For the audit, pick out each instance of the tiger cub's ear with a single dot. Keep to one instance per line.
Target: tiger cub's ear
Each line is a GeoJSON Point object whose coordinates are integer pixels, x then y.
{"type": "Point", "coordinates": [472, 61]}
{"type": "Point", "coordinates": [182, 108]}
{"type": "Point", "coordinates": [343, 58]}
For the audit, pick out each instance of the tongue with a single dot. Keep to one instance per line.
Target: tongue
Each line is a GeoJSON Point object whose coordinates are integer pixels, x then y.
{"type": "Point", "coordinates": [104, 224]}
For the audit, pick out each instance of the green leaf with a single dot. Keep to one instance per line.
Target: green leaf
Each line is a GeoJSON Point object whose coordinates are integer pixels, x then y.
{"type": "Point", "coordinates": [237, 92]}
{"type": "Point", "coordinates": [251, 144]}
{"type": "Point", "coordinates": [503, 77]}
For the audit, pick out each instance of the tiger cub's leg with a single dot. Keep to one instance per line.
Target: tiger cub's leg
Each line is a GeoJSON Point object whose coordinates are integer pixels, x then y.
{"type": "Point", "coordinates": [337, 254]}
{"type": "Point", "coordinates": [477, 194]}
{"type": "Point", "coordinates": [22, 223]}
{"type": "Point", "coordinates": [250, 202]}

Work to complete: Every line from the one holding "Target: tiger cub's leg" through the last line of the listing above should be set down exactly, and nothing more.

Task answer:
Target: tiger cub's leg
Each line is a GeoJSON Point object whose coordinates are integer pixels, x then y.
{"type": "Point", "coordinates": [337, 254]}
{"type": "Point", "coordinates": [477, 194]}
{"type": "Point", "coordinates": [22, 223]}
{"type": "Point", "coordinates": [250, 202]}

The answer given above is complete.